= Source data =
——
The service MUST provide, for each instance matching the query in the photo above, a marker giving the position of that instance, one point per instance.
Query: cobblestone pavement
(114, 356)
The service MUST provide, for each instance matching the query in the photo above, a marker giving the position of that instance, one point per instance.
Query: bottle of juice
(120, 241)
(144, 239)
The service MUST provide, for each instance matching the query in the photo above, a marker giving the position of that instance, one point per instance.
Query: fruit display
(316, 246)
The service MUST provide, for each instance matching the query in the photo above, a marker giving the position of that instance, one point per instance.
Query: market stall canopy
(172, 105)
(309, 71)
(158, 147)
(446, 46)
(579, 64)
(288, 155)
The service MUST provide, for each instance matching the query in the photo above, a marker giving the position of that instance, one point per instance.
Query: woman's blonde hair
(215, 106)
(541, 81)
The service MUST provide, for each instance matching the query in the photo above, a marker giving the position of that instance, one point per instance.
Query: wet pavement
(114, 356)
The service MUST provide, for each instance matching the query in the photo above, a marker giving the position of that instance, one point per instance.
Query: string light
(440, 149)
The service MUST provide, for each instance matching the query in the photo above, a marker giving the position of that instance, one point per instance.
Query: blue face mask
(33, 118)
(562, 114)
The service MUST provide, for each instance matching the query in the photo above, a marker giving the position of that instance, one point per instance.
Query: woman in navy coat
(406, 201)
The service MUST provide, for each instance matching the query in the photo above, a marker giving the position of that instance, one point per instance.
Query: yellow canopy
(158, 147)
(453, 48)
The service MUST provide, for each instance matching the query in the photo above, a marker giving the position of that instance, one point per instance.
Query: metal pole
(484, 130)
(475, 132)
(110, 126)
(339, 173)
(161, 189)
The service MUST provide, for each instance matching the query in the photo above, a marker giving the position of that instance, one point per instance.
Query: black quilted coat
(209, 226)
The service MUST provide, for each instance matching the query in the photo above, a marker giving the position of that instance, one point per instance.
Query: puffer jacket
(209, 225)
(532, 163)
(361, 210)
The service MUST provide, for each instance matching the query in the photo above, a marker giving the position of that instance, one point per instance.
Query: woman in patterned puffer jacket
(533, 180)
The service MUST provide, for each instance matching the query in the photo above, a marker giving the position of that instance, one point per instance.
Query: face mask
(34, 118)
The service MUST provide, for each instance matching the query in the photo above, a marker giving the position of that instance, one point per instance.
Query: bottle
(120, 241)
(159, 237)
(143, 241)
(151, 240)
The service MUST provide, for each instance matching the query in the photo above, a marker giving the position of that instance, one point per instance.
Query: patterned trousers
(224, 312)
——
= Prompt =
Extract all of the data exactly as written.

= Solution =
The service MUST provide, for each instance matching the query in the photo above, a marker giving the position of that instance, one point per instance.
Query: cobblestone pavement
(114, 356)
The service MUST provide, for each instance matching the query in the photo above, a marker giving the position of that instance, one point per instance.
Query: bottle of juice
(120, 241)
(144, 239)
The service MUST provide, for each instance matching the query in the photo above, a marker giving the position of that instance, one point per instance.
Query: fruit display
(316, 246)
The service MUST provide, for each instance matching the query in the photo above, a marker giving the position of that instance, one point per instance.
Query: market stall canopy
(172, 105)
(309, 71)
(158, 147)
(446, 46)
(579, 64)
(288, 155)
The service MUST provide, for each instance matching the query in the photo above, a marker giving the position of that instance, one point per instance.
Query: woman's blonde hair
(215, 106)
(541, 81)
The service MUST provide, for each instance matching the query in the photo above, a marker giving the position of that instance, one point per instance.
Query: wet pavement
(114, 356)
The service MUST provide, for each instance matching the query in the photo above, a marker giving the position of that instance, one point per instance.
Query: string light
(440, 149)
The service MUST provide, for each instance matching the query in the photo above, a marker giving the position of that instance, one point per instance.
Query: blue face mask
(33, 118)
(562, 114)
The service MUST provide, for each instance matching the query in the photo above, a marker giving the position of that instance, one point per instance.
Query: woman in navy coat
(406, 201)
The service MUST provide, for each instance matching the query in the photo above, a marker giving the position of that instance, one point per instance.
Query: yellow canopy
(158, 147)
(453, 48)
The service MUST provide, for each instance matching the query in the photo above, a marker giving the position of that instance, one point per instance.
Query: metal pole
(484, 130)
(475, 132)
(110, 126)
(339, 173)
(161, 189)
The service MUST provide, for each instance matching the query in the photo above, a marker giving the position of that instance, one point per instance.
Query: black quilted coat
(209, 226)
The service MUST provide, for each instance matching the query in the photo above, a marker giving the position of that instance, one point per instance.
Query: puffer jacket
(209, 225)
(532, 163)
(361, 210)
The service MUST provide, for each instance matching the query in the photo above, a marker giving the position of that instance, one point per instance.
Query: woman in patterned puffer jacket
(533, 180)
The service MUST provide, for each instance matching the query in the photo above, a marker giving the position of that instance, one point per instance.
Query: face mask
(34, 118)
The service MUST provide, for each instance matching the query in the photo above, a marker giving the position of that instance, one point per instance.
Query: bottle
(120, 241)
(159, 237)
(143, 241)
(151, 240)
The service MUST provide, for each instance matching the query in the photo above, a marker giving the position of that instance, one point per instance.
Query: patterned trousers
(224, 312)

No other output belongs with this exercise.